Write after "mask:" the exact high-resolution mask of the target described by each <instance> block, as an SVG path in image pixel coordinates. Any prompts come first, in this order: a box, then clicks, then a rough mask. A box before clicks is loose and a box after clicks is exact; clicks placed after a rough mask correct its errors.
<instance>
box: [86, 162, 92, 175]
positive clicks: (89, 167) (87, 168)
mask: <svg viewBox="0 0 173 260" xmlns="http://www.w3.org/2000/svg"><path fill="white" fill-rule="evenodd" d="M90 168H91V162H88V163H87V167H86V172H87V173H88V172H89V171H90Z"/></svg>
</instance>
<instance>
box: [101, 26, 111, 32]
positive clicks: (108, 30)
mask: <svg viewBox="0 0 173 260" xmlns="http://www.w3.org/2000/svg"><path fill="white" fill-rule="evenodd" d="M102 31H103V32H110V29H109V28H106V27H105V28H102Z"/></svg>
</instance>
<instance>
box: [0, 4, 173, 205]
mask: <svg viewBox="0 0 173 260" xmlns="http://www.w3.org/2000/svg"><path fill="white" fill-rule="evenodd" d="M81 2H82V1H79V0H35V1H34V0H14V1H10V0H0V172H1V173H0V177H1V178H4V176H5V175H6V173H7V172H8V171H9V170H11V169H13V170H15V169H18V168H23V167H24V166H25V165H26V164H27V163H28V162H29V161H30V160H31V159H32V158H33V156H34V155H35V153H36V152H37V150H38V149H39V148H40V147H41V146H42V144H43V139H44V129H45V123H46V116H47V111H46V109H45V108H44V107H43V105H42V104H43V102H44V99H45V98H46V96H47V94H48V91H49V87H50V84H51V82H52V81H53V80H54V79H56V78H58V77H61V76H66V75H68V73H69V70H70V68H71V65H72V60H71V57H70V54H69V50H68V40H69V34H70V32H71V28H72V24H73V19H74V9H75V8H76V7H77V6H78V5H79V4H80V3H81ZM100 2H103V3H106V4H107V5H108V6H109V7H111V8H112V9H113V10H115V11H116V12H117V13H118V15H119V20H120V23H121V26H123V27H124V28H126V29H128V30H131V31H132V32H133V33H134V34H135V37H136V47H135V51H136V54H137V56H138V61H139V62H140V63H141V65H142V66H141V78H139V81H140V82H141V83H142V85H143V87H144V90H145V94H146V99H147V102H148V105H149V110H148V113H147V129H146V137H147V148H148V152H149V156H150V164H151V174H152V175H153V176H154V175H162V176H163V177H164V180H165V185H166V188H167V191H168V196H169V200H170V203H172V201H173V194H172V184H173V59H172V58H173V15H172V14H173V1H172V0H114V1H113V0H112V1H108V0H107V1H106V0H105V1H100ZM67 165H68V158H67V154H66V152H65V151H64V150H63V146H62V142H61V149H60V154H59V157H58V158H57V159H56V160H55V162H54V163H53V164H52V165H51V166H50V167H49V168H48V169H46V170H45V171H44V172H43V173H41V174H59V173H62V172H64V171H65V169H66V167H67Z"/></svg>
#####
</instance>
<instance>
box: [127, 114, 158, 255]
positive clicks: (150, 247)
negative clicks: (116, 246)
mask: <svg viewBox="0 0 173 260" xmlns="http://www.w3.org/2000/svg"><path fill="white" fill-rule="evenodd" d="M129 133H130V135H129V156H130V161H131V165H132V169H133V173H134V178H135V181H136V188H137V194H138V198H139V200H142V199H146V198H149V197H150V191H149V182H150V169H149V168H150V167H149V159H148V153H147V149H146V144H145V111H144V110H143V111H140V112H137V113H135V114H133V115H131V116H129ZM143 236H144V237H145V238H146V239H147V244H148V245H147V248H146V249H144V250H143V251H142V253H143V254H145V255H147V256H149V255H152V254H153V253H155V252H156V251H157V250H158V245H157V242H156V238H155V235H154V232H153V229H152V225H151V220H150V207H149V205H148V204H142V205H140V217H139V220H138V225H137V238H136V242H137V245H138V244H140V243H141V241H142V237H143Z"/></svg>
#####
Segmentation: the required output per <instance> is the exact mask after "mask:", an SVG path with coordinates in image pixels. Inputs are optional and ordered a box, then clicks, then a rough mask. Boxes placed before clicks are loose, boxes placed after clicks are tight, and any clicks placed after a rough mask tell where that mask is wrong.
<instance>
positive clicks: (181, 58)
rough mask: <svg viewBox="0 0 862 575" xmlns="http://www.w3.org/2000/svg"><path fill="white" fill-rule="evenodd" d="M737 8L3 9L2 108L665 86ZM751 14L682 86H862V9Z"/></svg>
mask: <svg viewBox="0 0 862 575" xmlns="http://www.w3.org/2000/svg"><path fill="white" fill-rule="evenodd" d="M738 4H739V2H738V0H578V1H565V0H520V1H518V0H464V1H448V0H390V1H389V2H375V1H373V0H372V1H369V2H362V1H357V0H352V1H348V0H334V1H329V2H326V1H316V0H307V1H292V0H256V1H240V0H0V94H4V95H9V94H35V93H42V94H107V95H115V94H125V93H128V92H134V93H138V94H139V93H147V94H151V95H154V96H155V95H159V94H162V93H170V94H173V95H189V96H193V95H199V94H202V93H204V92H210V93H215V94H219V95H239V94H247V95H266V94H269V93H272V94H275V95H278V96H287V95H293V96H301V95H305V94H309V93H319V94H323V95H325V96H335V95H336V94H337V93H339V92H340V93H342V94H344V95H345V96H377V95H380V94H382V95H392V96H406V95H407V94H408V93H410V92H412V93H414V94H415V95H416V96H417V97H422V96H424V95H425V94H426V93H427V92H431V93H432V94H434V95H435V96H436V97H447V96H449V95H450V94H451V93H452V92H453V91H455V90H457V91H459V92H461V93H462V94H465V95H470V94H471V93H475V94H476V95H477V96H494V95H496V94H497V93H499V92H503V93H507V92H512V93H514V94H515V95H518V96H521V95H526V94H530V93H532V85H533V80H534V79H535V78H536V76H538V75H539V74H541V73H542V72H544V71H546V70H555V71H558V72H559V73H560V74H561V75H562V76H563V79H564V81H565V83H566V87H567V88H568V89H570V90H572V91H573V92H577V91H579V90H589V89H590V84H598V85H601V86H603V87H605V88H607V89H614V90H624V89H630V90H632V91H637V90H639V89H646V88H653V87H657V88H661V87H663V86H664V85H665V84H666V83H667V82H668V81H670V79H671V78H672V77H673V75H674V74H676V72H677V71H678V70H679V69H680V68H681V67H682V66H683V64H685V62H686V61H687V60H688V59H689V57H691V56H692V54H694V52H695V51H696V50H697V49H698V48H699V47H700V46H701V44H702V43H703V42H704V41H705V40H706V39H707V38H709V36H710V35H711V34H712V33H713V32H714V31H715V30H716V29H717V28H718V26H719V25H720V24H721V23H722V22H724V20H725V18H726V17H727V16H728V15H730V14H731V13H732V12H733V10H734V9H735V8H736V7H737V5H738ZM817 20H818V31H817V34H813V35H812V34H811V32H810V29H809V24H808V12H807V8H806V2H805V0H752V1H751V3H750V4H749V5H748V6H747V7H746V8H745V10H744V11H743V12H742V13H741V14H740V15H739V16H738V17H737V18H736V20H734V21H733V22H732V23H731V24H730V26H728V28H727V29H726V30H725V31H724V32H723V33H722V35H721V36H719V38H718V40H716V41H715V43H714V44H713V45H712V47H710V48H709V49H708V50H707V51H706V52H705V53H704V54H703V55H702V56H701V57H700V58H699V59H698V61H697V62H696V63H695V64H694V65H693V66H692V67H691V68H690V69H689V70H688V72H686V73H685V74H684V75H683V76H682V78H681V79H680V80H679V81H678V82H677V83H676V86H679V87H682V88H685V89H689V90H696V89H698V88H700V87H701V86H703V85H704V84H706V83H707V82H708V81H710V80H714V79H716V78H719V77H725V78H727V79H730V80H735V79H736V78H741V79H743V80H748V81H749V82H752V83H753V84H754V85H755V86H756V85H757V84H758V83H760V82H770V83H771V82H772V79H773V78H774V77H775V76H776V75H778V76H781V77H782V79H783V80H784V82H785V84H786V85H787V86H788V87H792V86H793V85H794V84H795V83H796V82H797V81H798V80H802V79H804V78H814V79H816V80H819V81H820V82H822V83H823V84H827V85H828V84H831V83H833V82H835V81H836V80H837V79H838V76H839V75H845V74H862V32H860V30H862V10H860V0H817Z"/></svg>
#####
_WORK INSTRUCTION_
Keeping every character as it is, restate the lines above that run from the line with "correct its errors." through the line with "box: [86, 162, 92, 175]", both included, and nothing else.

_ANSWER AREA_
Write after "mask:" the exact high-resolution mask of the target described by each <instance> block, as an SVG path in image pixel coordinates. Any prompts come first, in this order: a box, then clicks, then a rough mask. A box before clicks is loose and a box after clicks is exact; clicks placed after a rough mask correct its errors.
<instance>
box: [86, 162, 92, 175]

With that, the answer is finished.